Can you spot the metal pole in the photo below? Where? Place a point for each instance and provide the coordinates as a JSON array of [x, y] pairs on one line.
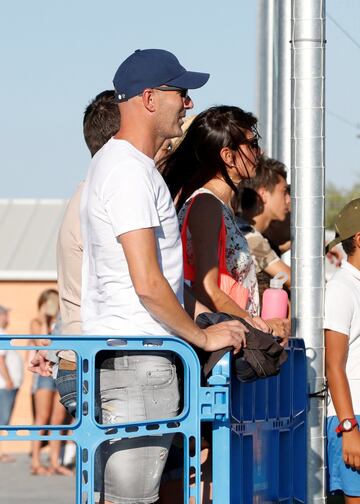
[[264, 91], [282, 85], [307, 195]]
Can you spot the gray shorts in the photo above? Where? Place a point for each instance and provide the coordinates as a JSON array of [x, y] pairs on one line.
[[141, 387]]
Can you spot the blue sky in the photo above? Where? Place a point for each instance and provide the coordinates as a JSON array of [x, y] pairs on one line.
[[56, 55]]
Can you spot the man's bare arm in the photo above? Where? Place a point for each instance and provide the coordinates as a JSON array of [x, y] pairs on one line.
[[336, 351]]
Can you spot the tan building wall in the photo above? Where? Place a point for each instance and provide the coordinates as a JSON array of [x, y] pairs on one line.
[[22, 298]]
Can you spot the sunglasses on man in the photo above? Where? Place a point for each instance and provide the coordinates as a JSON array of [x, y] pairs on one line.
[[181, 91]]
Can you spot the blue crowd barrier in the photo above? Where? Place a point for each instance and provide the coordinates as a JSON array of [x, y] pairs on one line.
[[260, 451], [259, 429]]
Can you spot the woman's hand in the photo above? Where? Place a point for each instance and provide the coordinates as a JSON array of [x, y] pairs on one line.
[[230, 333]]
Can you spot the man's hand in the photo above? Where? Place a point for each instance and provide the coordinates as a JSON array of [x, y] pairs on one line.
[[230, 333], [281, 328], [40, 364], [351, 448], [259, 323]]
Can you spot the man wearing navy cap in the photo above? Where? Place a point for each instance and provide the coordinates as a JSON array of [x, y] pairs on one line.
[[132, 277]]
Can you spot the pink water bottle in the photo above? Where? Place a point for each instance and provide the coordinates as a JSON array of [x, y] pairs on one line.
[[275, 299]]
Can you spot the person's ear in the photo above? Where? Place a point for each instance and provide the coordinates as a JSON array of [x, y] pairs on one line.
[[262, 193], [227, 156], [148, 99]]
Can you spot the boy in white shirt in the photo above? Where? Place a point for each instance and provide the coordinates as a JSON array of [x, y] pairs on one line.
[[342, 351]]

______

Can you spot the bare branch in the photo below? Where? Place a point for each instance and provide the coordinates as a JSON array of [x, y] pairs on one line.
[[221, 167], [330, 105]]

______

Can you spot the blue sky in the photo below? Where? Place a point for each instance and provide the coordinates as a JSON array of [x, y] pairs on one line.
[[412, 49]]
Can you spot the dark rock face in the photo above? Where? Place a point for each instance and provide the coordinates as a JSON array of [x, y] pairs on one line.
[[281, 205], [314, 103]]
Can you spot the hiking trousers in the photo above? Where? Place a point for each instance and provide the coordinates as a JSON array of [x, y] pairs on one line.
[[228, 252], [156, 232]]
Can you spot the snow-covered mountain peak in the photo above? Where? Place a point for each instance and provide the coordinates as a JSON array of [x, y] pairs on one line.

______

■ What you will do
Revise the lines starting with the one with "Can you spot the bare" and going on through the one with "[[221, 167], [330, 105]]", putting "leafless branch" in place of "bare branch" and leaving everything else as is. Return only those lines.

■ Answer to this exercise
Can you spot the leafless branch in the photo below? Where? Place a point for each instance and provide the coordinates as a JSON array of [x, y] pairs on one line.
[[221, 167], [330, 105]]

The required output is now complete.